## [RECORDS SHOWN]
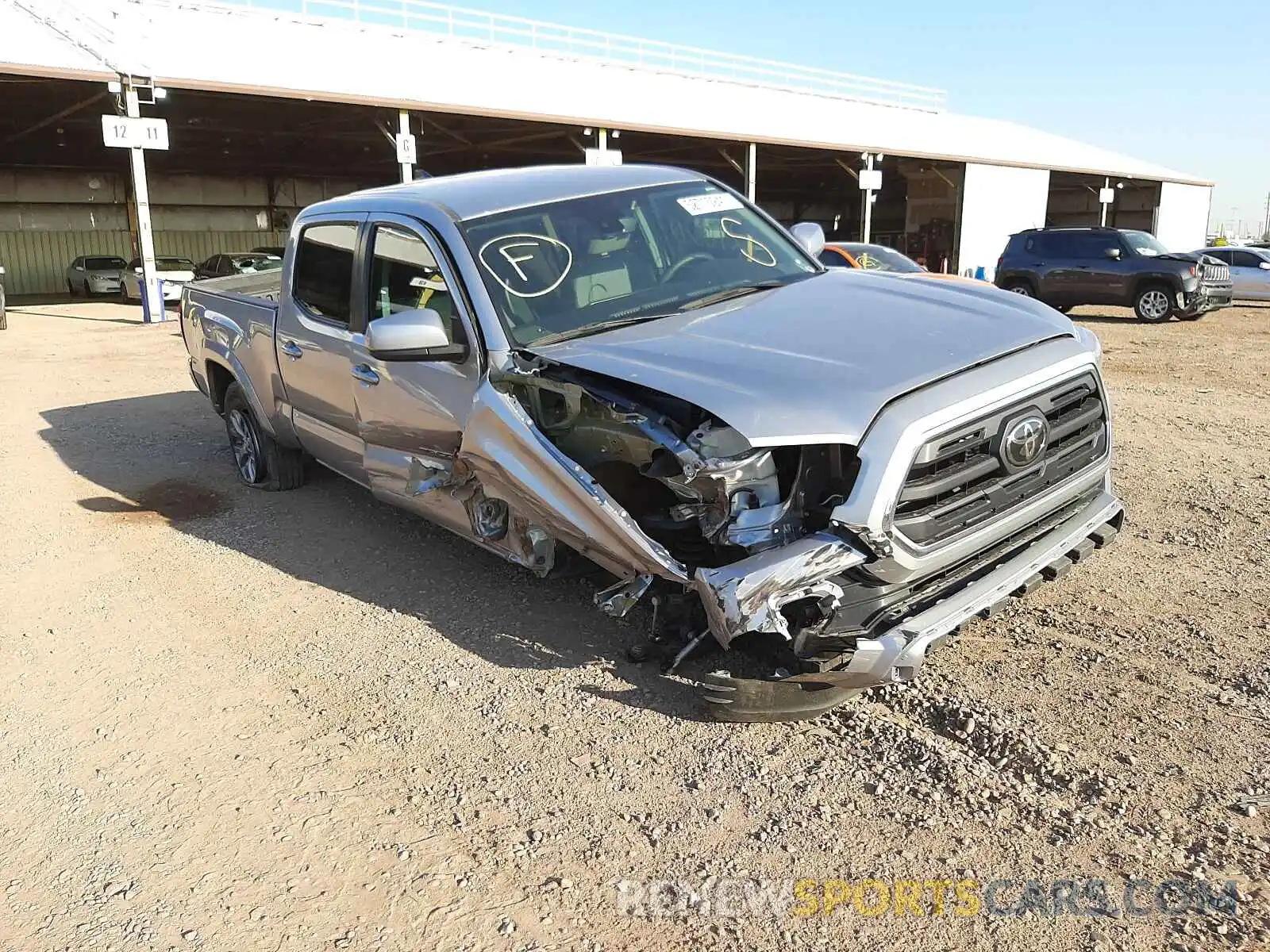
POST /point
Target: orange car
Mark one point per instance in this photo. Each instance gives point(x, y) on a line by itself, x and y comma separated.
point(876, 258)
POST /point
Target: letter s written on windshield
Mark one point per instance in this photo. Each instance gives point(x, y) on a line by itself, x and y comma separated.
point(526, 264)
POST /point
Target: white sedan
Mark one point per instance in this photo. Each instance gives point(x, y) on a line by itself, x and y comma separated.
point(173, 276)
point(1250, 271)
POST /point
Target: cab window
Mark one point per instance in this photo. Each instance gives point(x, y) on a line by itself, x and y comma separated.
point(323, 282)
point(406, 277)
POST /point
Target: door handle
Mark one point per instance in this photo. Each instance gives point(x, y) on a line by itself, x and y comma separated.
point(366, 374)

* * *

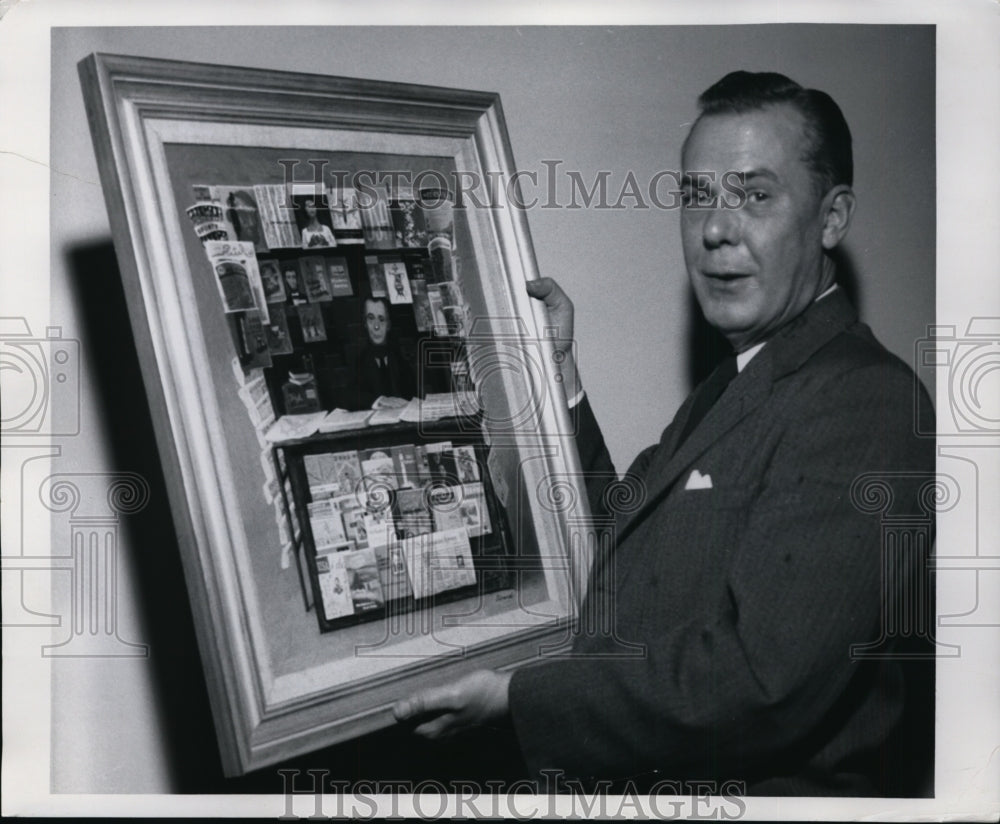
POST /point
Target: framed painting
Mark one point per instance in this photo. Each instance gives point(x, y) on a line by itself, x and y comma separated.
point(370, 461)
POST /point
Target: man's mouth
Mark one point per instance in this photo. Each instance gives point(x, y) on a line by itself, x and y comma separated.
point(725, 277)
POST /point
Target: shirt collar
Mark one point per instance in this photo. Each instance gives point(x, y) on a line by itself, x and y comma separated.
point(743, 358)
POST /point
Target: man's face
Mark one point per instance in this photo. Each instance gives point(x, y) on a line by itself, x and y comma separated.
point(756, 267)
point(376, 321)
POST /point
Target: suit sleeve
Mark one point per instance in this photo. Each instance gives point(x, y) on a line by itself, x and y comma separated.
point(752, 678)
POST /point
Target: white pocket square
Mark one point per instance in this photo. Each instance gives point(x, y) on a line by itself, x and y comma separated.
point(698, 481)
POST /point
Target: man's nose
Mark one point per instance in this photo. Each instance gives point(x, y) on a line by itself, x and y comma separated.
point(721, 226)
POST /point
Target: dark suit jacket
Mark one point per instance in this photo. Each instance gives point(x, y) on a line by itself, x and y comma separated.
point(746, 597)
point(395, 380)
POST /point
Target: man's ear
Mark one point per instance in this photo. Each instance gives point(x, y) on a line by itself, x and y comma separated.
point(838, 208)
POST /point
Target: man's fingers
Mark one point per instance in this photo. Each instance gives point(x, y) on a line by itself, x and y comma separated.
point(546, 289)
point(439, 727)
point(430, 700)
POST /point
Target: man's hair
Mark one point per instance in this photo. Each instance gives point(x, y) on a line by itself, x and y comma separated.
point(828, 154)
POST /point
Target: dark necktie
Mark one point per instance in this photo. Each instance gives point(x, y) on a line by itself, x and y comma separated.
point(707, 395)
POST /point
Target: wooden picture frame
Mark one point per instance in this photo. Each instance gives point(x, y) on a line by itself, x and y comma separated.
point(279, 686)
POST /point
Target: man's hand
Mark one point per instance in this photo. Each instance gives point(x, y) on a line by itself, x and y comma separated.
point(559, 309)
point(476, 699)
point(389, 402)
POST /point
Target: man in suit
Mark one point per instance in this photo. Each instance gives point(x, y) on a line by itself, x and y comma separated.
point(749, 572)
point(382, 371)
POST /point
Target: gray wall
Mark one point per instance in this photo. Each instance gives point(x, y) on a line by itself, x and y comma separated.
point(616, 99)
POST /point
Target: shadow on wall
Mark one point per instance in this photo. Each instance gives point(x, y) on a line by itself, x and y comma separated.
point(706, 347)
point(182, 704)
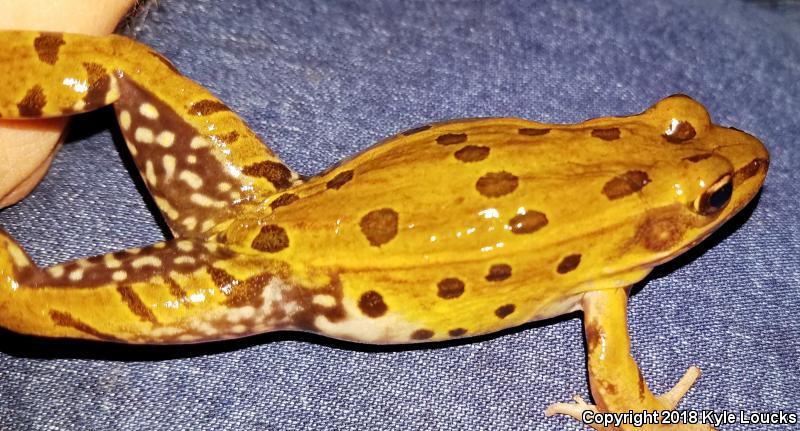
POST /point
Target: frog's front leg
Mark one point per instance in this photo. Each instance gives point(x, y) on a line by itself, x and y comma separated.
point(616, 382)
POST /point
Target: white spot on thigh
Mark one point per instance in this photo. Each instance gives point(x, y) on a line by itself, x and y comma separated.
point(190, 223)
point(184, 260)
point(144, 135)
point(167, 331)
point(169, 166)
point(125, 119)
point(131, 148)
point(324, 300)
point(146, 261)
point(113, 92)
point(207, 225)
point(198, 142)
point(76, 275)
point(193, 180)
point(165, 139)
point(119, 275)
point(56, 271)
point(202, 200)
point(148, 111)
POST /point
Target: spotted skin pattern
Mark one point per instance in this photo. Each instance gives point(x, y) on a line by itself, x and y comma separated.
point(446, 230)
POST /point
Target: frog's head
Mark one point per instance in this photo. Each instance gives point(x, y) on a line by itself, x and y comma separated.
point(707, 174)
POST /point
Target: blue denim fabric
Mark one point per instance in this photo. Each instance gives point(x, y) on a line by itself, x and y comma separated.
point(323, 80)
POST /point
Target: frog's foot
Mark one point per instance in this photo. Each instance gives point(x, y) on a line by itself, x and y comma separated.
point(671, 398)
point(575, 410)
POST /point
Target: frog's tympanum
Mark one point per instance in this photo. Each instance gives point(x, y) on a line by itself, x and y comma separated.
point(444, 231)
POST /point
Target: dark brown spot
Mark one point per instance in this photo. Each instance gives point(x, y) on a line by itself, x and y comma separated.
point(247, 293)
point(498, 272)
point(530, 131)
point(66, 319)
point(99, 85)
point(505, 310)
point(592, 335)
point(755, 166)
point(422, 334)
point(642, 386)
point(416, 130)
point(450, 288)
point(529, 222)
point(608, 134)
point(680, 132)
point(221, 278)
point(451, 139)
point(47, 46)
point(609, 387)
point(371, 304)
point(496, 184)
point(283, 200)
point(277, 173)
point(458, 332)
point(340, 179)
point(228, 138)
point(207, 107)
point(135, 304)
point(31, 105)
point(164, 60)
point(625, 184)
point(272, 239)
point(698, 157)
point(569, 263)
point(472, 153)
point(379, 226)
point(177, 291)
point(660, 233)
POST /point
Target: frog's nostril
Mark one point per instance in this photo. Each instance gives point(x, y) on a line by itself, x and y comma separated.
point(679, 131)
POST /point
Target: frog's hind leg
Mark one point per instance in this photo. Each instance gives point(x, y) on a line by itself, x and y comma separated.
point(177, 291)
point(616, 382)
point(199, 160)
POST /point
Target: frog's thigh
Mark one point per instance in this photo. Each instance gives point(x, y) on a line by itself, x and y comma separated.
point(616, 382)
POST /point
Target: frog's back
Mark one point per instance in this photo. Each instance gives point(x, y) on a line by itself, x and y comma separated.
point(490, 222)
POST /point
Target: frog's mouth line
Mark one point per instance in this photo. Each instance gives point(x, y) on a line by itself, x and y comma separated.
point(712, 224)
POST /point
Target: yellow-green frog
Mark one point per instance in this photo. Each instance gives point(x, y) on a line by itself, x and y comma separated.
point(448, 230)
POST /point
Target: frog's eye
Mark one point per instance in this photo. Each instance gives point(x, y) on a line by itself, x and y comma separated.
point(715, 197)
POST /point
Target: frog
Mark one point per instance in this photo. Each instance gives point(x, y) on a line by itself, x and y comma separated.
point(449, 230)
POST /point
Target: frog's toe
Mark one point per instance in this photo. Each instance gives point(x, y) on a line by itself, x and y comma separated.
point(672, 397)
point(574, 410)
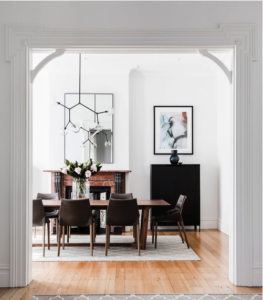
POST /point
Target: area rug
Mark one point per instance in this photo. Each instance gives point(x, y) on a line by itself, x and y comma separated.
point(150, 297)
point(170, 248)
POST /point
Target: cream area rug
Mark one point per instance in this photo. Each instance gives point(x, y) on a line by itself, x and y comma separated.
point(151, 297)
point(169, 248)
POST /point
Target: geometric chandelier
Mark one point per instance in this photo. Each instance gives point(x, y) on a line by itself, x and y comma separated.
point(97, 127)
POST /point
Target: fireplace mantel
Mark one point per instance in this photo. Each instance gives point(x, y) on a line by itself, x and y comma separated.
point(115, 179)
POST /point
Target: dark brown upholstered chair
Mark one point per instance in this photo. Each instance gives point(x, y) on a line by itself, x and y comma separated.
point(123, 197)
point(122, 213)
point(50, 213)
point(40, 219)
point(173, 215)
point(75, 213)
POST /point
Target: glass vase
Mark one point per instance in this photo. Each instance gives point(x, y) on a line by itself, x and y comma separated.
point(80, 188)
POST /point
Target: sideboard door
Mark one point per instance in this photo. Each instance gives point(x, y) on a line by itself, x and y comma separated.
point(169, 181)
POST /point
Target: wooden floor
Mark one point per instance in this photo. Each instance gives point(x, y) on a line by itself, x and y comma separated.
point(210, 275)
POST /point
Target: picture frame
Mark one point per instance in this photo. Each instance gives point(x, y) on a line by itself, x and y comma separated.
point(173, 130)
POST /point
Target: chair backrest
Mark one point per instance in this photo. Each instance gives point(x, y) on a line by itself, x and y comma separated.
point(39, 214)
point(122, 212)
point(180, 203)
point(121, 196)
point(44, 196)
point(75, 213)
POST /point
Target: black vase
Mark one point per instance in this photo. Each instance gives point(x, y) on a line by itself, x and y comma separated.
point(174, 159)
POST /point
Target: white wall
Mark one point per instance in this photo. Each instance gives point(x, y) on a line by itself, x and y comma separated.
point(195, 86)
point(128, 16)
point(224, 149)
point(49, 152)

## [WRITTEN EXERCISE]
Which lines in the rows above contain the word "wooden"? Gather each of them and copy it out in full.

## [RESPONSE TO THE TASK]
Target: wooden picture frame
Target: wooden floor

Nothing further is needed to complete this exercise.